◆ ÉNONCÉ DU PROBLÈME 1 ◆
Résumez l'entretien ci-dessous en deux phrases.

◆ DOCUMENT ◆
En
marge de la foire internationale de Tunis (du 10 au 18 novembre 2006), M. Abderrahmane
BENKHELFA, Délégué général de l’Association des banques et établissements
financiers (ABEF), a accepter de nous parler de la situation du secteur
bancaire et financier algérien, du développement du tissu économique ainsi
que des créneaux porteurs dans cette phase de modernisation de l’économie
algérienne.
Interview
Vous représentez le secteur bancaire et financier au cours de cette journée de
partenariat tuniso-algérienne. Quelle est la situation de ce secteur
hautement stratégique de l’Algérie d’aujourd’hui ?
C’est un secteur qui
a beaucoup évolué au cours des dernières années mais qui est loin de couvrir
la réalité économique de l’Algérie d’aujourd’hui. Actuellement, le pays compte
une trentaine d’institutions financières et bancaires, avec une prédominance
d’institutions publiques, même si en peu de temps 15 banques privées ont vu
le jour.

◆ DONNÉES ENREGISTRÉES ◆
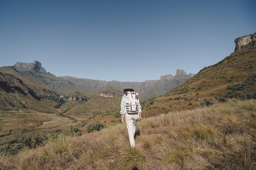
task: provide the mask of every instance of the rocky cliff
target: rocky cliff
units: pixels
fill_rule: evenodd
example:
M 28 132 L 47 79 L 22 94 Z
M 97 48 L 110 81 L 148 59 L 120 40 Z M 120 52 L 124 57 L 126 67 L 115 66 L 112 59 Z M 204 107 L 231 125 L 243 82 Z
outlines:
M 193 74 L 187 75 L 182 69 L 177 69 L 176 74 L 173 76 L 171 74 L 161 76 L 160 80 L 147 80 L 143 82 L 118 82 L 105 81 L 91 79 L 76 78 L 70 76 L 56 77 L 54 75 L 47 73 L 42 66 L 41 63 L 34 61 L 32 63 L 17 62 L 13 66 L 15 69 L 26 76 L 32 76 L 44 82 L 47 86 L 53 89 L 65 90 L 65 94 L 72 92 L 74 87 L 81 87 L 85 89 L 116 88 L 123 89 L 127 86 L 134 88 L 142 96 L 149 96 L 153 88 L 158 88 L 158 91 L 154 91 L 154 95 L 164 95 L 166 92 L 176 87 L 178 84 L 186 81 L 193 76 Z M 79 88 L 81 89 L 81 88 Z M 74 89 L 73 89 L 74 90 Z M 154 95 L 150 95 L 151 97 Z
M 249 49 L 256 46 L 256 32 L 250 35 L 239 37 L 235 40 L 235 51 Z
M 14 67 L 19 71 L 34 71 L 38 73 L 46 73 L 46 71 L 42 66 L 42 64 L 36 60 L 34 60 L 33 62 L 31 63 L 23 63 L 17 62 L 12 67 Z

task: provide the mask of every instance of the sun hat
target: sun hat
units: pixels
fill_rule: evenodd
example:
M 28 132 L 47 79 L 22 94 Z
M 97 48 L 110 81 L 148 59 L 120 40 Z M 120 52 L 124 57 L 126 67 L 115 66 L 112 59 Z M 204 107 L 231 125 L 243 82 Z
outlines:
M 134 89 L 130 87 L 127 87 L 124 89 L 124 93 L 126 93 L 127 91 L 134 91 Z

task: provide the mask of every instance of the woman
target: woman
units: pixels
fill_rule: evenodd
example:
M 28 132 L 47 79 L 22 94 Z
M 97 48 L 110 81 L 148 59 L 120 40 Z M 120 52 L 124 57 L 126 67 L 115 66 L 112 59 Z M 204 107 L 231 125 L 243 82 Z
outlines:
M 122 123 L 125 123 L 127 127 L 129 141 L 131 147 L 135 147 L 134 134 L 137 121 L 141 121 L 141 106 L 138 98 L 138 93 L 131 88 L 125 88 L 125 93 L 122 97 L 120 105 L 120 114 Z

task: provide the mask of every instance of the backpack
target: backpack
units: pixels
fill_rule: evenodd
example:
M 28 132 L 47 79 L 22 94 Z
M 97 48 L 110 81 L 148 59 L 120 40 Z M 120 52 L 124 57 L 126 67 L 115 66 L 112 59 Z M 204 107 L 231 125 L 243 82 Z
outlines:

◆ ÉNONCÉ DU PROBLÈME 2 ◆
Mettez dans un tableau Markdown à deux colonnes, « N° » et « Ligne », les lignes des enregistrements situées entre celle qui contient "task: provide the mask of every instance of the sun" et celle qui contient "M 134 89 L 130", toutes deux incluses. Omettez les lignes vides.

◆ RÉPONSE COMPLÈTE 1 ◆
En marge de la foire internationale de Tunis (du 10 au 18 novembre 2006), M. Abderrahmane BENKHELFA, Délégué général de l'ABEF, a parlé de la situation du secteur bancaire et financier algérien, du développement du tissu économique et des créneaux porteurs de la modernisation de l'économie algérienne. Selon lui, ce secteur a beaucoup évolué ces dernières années sans couvrir la réalité économique du pays, qui compte une trentaine d'institutions financières et bancaires, surtout publiques, même si 15 banques privées ont vu le jour en peu de temps.

◆ RÉPONSE COMPLÈTE 2 ◆
| N° | Ligne |
|---|---|
| 1 | task: provide the mask of every instance of the sun hat |
| 2 | target: sun hat |
| 3 | units: pixels |
| 4 | fill_rule: evenodd |
| 5 | example: |
| 6 | M 28 132 L 47 79 L 22 94 Z |
| 7 | M 97 48 L 110 81 L 148 59 L 120 40 Z M 120 52 L 124 57 L 126 67 L 115 66 L 112 59 Z M 204 107 L 231 125 L 243 82 Z |
| 8 | outlines: |
| 9 | M 134 89 L 130 87 L 127 87 L 124 89 L 124 93 L 126 93 L 127 91 L 134 91 Z |